### Source text

+++

ENTRY 135: Outcaste
Formal castes are often considered a relic of an unhappy past to most transhumans; a remnant of bronze age societies carried forward hundreds or thousands of years after they had served their original purpose. The truth is perhaps more complex, and individual egos are so bound up in social and ethnic identities that even in contemporary times some fragment of caste-mentality may exist—the Brahmins of New Varanasi, for example, or the subtle distinctions still maintained in Barsoomian society from when the rusters suffered under indentured servitude. Overall the caste systems of old Earth have slowly lost their grip on transhuman society, in no small part because the differences in education and relative wealth have grown smaller thanks to the Mesh and makers. The vast majority of transhumans are outcaste, completely removed from the ever-shrinking social stratification practiced by the remaining few traditionalists.
But some ideas die hard. While most transhumans today no longer hold to the old taboos against handling the dead or dealing with refuse, there remains at least one force that the majority of transhumans are raised to fear and respect: radioactivity. Radioactive morphs, contaminated through accidental exposure, improper shielding and equipment, or simply long periods working in radioactive environments or with radioactive equipment, are effectively untouchable—a burden, expense, and danger to the community by their very presence. If the morph cannot be decontaminated cheaply or effectively, most egos abandon them, at the encouragement of the habitat authorities. Radioactive morphs are barred entry from most habitats, often on threat of ranged destruction. On Mars, rusters who worked with badly-shielded radioactive materials were ostracized rather than treated, forced to live and work separately from the other indentured servants, feared and hated less they contaminate others, prone to cancer and radiation burns. Many scumbarges likewise have large segments of untouchables, usually those forced by poverty or circumstance to spend too long near the engines, and in extreme cases entire vessels have been forbidden to dock at habitats because of the radiation danger.

+++

(Source data)
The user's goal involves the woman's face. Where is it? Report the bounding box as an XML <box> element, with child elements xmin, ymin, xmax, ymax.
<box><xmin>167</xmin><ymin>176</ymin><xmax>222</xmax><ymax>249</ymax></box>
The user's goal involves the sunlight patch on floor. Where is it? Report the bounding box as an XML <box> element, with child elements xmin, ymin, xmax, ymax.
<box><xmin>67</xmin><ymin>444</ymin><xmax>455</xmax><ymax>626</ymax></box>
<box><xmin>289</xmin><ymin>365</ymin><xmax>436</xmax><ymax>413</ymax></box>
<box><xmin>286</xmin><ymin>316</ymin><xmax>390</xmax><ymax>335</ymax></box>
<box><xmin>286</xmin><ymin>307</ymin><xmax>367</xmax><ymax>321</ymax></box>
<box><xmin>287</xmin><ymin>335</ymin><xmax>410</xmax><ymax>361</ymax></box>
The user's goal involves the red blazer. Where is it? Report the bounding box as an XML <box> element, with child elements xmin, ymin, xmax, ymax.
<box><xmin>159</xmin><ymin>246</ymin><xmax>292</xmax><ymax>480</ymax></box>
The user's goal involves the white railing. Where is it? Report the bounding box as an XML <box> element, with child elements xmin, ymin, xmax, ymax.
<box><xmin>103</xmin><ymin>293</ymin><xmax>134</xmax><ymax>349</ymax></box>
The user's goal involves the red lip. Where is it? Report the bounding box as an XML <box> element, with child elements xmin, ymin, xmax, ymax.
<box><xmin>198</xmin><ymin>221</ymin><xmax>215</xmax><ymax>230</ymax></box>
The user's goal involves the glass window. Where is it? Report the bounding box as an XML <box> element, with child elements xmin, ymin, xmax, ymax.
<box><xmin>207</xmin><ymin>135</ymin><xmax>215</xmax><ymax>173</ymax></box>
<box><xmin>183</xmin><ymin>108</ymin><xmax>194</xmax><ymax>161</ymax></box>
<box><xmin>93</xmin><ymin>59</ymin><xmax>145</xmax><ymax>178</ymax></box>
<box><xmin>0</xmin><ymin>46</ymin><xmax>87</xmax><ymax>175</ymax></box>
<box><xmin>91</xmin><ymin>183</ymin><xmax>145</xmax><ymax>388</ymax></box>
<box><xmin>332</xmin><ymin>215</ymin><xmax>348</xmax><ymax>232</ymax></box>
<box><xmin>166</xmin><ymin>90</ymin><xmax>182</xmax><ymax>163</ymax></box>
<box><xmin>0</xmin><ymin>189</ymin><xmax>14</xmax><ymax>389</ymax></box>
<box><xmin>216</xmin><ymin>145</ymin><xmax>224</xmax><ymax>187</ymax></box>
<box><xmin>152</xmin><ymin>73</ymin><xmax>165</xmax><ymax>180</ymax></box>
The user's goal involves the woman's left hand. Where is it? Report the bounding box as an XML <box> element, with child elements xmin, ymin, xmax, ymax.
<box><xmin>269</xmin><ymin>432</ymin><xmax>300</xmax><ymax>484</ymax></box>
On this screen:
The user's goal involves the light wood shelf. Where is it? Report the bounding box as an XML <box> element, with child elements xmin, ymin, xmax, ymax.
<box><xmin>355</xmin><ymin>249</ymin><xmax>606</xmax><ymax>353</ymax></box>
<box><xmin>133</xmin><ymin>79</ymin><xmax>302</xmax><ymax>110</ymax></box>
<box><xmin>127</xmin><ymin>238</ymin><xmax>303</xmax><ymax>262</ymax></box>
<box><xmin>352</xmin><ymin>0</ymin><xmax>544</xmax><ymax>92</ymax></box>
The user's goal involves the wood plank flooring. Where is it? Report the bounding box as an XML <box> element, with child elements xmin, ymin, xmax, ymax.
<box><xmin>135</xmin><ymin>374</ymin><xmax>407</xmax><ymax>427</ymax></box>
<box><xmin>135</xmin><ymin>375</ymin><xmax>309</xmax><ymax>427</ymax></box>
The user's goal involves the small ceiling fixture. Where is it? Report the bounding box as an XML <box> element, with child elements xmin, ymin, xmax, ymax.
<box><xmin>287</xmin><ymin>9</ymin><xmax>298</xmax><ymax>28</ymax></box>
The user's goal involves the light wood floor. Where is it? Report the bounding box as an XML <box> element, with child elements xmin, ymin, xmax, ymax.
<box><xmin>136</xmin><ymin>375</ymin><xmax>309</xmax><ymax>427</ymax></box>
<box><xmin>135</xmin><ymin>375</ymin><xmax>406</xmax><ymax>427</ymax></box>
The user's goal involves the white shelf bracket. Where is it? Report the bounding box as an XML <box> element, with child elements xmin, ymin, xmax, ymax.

+++

### Work required
Extend the entry on outcastes and radioactive morphs, picking up right after its last sentence. None of the material above is needed.

### Task answer
Using the Outcaste
Social commentary has its place in games; the topics that stir up debate and emotions in the real world provide strong motivations to players and characters in the game as well. That said, it is also easy to offend people if these issues are handled poorly or blithely—racism and caste-discrimination are still with us today, and a game that makes light of the suffering and seriousness of those topics can cause a game-conflict to turn into a real-world conflict at the gaming table. Gamemasters or players that want to address these topics without offending people can do so by paralleling or satirizing the issue; consider the Star Trek episode “Let That Be Your Last Battlefield” as an example. In this case, the idea of the untouchable caste—a concept familiar in many societies, for a variety of reasons ranging from profession to sexual orientation—is married to the very real hazards of radiation. How the players and other characters react to the afflicted versus to how they are treated can provide a very strong dynamic for an adventure.